» Aim of the task: Copy only the portion of the items from the line that contains "sky in this photo." through the last line of the items, request lines included. Offset each coordinate in the answers by adding 89 to it.

** start of Data for this exercise **

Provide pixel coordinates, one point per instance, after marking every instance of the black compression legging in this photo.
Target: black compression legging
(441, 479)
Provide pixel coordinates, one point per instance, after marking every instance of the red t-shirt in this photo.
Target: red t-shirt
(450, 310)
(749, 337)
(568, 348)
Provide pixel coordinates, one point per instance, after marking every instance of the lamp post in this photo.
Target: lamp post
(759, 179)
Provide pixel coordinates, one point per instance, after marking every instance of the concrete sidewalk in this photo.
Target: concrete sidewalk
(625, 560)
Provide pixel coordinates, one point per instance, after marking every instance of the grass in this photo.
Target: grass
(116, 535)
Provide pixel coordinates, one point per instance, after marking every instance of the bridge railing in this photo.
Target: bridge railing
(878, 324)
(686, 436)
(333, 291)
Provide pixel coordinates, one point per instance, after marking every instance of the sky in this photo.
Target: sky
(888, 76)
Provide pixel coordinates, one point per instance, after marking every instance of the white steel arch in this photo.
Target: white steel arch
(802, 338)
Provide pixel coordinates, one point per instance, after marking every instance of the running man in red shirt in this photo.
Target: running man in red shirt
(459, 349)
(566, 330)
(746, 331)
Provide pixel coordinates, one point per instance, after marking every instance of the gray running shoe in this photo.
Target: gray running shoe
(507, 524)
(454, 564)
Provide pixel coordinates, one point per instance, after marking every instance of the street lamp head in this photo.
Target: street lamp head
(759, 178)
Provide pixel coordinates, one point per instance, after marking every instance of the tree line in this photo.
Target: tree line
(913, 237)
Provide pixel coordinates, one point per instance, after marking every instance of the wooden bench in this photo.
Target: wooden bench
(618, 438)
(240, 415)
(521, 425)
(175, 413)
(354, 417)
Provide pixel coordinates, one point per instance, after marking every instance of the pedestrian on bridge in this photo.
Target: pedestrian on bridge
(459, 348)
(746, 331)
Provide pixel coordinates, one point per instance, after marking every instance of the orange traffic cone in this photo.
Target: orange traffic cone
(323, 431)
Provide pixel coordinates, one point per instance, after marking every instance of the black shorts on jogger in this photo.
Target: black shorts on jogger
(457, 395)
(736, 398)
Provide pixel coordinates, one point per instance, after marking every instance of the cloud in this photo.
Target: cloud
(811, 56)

** end of Data for this exercise **

» Result of this exercise:
Provide pixel coordinates, one point per instance, after marking every instance of the sky in this photo.
Target: sky
(977, 165)
Provide pixel coordinates, one point per instance, after marking every instance of the white steel arch in this photo.
Target: white steel arch
(891, 427)
Provide pixel coordinates, one point per instance, after marking every instance of the running man in red shirt in this photo.
Target: running man in red shirt
(548, 438)
(655, 419)
(835, 420)
Provide pixel coordinates, one point per instance, after marking every instance of the gray running shoe in this photo.
Target: gray running shoe
(596, 613)
(543, 653)
Provide pixel coordinates, one point per instance, after marking every instance of the street lamp head in this photo.
Target: street lamp head
(848, 267)
Provide pixel coordinates, one point per instance, after marking every instance of the tree line in this photo.
Target: tree line
(1002, 326)
Provide pixel coordinates, one point per instance, after marking every instance of the wooden bench in this photo.
Target: wooden bench
(707, 527)
(329, 504)
(610, 514)
(264, 502)
(443, 506)
Provide pixel coordinates, one point per instance, after marking every instance of the pedestrian on bridge in this photo.
Target: pedestrian on bridge
(548, 437)
(835, 420)
Provide pixel coordinates, one point per instance, after marking every instance of the orange traffic cone in this photo.
Target: orange traffic cone
(412, 520)
Provide pixel coordinates, one point per instance, after marking every instance of the black shorts on jogger in this photo.
Target: black shorts on jogger
(546, 484)
(825, 487)
Provide pixel coordinates, one point per instance, after marking every instance of the cloud in this photo.
Target: cloud
(900, 145)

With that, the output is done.